**TASK INPUT**
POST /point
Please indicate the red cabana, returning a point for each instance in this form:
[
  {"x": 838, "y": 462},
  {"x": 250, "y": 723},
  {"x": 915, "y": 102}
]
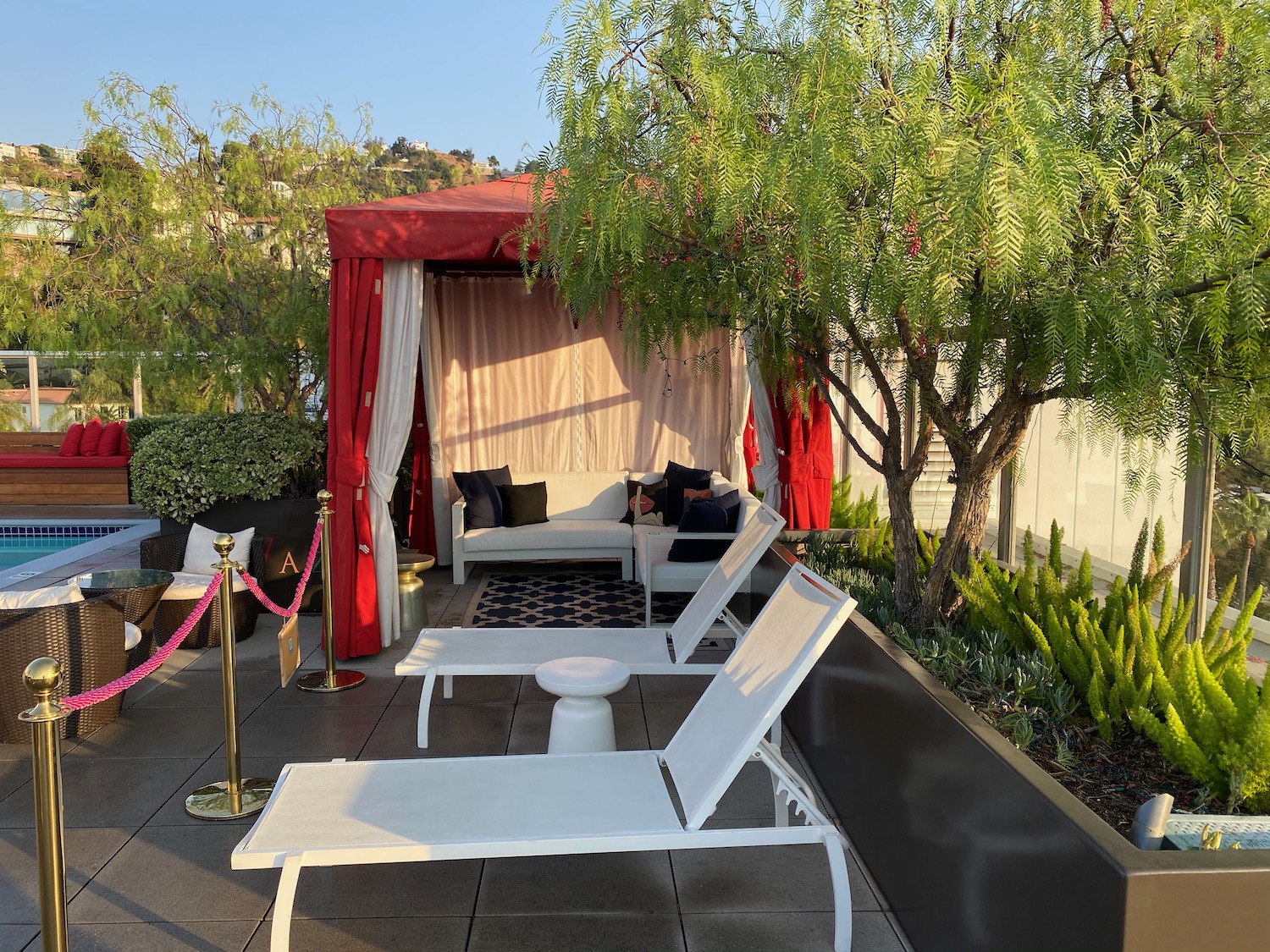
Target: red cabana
[{"x": 385, "y": 263}]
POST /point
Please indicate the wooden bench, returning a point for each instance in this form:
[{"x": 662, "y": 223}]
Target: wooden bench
[{"x": 33, "y": 474}]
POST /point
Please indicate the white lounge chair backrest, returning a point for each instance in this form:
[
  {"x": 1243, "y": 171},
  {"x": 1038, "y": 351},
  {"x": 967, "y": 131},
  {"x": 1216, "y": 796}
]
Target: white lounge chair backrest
[
  {"x": 761, "y": 527},
  {"x": 748, "y": 695}
]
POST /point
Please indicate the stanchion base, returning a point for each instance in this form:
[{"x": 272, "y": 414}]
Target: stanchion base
[
  {"x": 213, "y": 802},
  {"x": 317, "y": 682}
]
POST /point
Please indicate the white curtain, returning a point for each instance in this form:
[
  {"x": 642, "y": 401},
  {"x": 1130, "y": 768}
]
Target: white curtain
[
  {"x": 766, "y": 479},
  {"x": 390, "y": 426}
]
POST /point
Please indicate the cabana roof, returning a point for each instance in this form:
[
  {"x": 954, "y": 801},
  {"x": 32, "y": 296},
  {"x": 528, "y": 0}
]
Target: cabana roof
[{"x": 469, "y": 225}]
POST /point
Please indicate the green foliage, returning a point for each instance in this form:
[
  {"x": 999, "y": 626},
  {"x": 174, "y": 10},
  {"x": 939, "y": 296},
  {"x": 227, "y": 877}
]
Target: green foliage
[
  {"x": 995, "y": 203},
  {"x": 185, "y": 466}
]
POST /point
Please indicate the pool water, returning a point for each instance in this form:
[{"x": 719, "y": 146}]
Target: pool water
[{"x": 15, "y": 551}]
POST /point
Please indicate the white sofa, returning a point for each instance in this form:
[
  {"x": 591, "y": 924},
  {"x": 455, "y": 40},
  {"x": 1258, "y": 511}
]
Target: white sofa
[{"x": 583, "y": 522}]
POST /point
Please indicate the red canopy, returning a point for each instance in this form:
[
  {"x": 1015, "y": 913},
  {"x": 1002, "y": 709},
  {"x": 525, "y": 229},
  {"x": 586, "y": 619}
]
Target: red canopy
[{"x": 467, "y": 225}]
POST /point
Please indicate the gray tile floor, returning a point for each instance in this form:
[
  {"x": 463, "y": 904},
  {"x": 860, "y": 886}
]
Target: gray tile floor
[{"x": 145, "y": 876}]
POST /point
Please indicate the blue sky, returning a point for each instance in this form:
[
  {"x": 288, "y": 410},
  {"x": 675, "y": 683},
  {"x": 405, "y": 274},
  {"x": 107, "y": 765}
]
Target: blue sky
[{"x": 460, "y": 75}]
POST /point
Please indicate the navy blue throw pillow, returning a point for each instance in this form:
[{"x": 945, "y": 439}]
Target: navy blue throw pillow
[
  {"x": 678, "y": 479},
  {"x": 484, "y": 509},
  {"x": 698, "y": 515}
]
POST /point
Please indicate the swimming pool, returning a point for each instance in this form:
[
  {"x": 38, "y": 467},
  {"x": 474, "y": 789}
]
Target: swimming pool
[{"x": 22, "y": 543}]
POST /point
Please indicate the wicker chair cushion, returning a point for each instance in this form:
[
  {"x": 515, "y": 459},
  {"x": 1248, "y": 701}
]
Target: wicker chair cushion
[
  {"x": 187, "y": 586},
  {"x": 200, "y": 555},
  {"x": 40, "y": 598}
]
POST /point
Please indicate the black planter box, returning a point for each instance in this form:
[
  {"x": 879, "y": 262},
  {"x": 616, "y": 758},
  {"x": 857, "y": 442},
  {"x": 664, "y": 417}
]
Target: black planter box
[
  {"x": 290, "y": 525},
  {"x": 978, "y": 850}
]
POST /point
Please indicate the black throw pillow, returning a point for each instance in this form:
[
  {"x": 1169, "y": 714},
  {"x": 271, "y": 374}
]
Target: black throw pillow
[
  {"x": 523, "y": 504},
  {"x": 698, "y": 515},
  {"x": 484, "y": 508},
  {"x": 678, "y": 479},
  {"x": 649, "y": 509}
]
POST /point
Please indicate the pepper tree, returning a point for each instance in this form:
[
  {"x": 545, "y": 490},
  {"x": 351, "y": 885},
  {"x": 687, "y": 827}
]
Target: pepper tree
[{"x": 985, "y": 203}]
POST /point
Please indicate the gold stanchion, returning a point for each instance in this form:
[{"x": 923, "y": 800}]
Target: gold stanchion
[
  {"x": 330, "y": 680},
  {"x": 46, "y": 739},
  {"x": 233, "y": 797}
]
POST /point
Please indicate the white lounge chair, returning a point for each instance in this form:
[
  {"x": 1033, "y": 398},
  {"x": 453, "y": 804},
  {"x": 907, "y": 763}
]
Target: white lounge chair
[
  {"x": 478, "y": 807},
  {"x": 487, "y": 652}
]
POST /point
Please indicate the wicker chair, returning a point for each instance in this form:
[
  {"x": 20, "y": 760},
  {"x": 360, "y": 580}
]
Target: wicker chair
[
  {"x": 86, "y": 637},
  {"x": 168, "y": 553}
]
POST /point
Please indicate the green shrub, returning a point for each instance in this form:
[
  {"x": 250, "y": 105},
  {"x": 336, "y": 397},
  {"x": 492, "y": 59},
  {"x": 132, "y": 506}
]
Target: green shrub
[{"x": 185, "y": 466}]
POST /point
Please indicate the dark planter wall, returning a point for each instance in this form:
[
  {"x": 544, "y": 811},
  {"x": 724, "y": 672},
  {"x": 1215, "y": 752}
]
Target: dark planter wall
[
  {"x": 290, "y": 523},
  {"x": 975, "y": 848}
]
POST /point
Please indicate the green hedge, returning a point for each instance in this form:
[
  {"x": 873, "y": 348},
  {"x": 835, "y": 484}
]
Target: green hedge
[{"x": 183, "y": 466}]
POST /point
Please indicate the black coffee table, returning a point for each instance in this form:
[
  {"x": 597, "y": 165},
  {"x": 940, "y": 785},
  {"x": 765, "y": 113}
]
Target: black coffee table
[{"x": 136, "y": 592}]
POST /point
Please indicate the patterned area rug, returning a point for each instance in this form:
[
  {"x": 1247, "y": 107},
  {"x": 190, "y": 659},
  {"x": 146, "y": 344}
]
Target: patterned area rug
[{"x": 566, "y": 601}]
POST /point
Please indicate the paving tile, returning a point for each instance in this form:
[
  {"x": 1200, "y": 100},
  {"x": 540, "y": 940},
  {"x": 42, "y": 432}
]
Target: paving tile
[
  {"x": 531, "y": 729},
  {"x": 431, "y": 934},
  {"x": 307, "y": 731},
  {"x": 201, "y": 688},
  {"x": 500, "y": 690},
  {"x": 162, "y": 937},
  {"x": 213, "y": 771},
  {"x": 785, "y": 932},
  {"x": 460, "y": 730},
  {"x": 663, "y": 688},
  {"x": 106, "y": 791},
  {"x": 157, "y": 731},
  {"x": 86, "y": 852},
  {"x": 754, "y": 880},
  {"x": 599, "y": 883},
  {"x": 14, "y": 938},
  {"x": 577, "y": 933},
  {"x": 175, "y": 873},
  {"x": 388, "y": 890},
  {"x": 376, "y": 691}
]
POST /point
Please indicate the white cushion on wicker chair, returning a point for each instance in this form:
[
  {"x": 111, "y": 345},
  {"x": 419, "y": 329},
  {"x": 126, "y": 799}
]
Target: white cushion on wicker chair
[
  {"x": 40, "y": 598},
  {"x": 192, "y": 586},
  {"x": 201, "y": 556}
]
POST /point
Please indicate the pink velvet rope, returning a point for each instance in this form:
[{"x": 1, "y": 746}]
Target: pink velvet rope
[
  {"x": 98, "y": 695},
  {"x": 254, "y": 588}
]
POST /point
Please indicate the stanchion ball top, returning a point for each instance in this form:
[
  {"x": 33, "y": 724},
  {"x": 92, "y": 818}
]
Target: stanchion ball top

**YOUR INSTRUCTIONS**
Find each line above that contains the word "throw", and copy all of those lines in full.

**SOLUTION**
Please indicate the navy blue throw pillow, returning a point for each instance in this form:
Target: navy blue throw pillow
Please indicate the black throw pillow, returning a point for each instance in this form:
Target: black throw pillow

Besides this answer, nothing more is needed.